**Task goal:**
Look below and pull out each line with the word "dress".

**Records for the task:**
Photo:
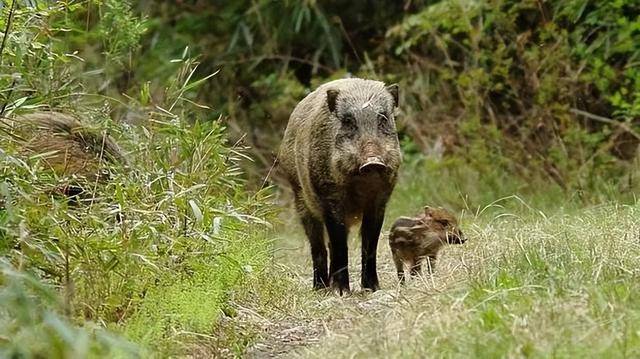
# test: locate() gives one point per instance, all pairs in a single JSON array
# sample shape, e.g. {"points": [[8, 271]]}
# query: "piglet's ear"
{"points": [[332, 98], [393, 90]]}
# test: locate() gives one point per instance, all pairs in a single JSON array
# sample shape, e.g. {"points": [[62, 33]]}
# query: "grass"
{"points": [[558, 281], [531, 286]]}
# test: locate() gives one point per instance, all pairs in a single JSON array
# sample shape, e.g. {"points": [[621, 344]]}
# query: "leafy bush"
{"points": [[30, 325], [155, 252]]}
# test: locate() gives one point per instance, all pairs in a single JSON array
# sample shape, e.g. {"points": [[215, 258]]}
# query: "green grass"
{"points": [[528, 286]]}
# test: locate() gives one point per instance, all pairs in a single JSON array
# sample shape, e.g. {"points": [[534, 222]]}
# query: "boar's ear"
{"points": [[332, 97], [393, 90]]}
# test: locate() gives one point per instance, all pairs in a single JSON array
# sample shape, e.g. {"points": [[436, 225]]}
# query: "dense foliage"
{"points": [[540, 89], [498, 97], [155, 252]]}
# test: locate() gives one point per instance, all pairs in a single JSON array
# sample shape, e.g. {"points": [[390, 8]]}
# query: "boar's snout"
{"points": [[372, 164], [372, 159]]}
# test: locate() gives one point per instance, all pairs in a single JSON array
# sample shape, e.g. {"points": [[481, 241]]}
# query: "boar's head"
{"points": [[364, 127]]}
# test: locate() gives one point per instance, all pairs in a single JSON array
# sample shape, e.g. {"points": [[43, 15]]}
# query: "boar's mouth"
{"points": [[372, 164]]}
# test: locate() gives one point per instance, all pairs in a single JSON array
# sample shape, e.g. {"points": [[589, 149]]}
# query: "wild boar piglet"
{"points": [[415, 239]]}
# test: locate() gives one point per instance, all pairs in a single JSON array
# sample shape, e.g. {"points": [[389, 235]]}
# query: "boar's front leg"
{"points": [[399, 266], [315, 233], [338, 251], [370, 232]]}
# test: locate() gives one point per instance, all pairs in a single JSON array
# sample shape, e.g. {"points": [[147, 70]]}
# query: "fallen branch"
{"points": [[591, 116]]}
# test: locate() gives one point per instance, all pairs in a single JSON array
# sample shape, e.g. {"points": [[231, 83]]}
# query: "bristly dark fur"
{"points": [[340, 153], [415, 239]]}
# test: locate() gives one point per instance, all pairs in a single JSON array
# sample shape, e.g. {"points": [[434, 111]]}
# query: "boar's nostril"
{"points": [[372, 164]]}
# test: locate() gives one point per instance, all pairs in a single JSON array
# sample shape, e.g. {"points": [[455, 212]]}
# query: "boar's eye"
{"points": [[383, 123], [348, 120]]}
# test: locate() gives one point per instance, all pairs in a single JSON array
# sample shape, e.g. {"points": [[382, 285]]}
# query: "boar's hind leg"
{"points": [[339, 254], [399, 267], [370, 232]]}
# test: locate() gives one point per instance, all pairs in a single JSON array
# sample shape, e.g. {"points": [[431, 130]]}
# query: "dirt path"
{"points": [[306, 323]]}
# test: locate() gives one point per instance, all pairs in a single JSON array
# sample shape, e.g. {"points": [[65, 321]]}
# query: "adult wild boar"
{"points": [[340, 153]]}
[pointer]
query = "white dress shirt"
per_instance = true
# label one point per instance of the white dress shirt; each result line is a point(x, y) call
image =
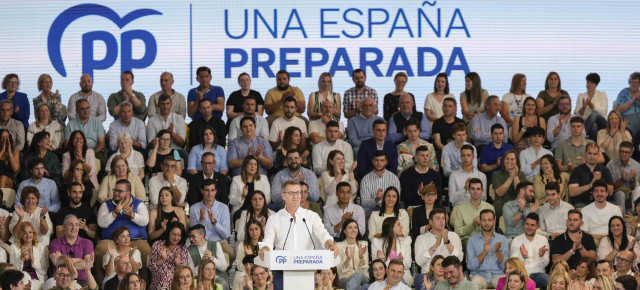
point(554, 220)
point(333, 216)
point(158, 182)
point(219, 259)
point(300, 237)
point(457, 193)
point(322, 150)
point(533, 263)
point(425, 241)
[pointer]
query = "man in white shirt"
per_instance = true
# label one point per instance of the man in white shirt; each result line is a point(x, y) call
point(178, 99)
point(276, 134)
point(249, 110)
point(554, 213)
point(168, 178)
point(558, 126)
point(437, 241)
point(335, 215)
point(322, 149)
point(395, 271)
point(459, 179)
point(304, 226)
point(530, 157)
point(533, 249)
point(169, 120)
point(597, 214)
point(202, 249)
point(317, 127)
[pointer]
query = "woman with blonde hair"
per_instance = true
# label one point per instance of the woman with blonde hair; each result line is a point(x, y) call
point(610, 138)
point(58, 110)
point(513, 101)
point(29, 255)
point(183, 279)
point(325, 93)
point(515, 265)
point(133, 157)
--
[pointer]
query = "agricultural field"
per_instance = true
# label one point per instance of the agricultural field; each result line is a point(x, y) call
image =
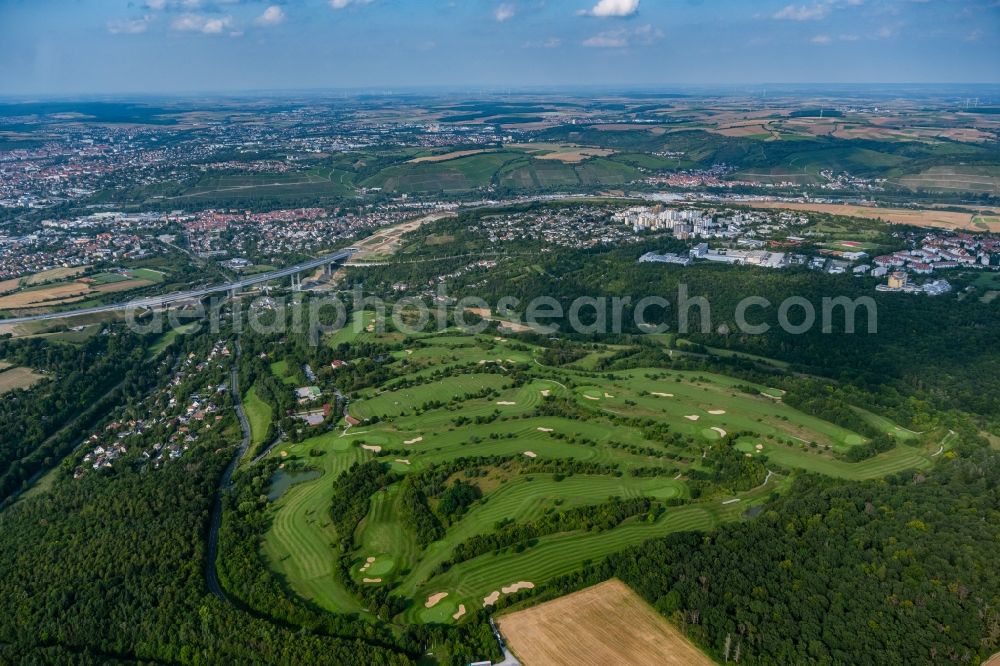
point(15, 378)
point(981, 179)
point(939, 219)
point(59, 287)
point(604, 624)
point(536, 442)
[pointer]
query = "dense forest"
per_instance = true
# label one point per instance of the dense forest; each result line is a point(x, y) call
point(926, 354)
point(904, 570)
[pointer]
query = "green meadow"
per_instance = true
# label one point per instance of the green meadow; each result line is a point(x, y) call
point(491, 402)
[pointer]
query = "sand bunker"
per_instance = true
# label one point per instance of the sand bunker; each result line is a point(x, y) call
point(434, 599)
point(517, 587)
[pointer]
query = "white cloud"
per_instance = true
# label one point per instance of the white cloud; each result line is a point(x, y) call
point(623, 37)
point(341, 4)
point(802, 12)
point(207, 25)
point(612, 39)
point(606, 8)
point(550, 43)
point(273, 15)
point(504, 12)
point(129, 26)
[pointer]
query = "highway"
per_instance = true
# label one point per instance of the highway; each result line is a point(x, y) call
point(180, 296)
==
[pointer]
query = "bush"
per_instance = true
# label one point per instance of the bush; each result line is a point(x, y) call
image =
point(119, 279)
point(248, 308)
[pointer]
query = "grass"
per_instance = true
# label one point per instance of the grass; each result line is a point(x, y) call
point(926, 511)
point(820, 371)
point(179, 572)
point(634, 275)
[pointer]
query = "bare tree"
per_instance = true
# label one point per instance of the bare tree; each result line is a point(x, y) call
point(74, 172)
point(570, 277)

**Reply to the exercise:**
query = "white dress shirt"
# label one point per instance of the white dress shirt; each result line is a point(x, y) call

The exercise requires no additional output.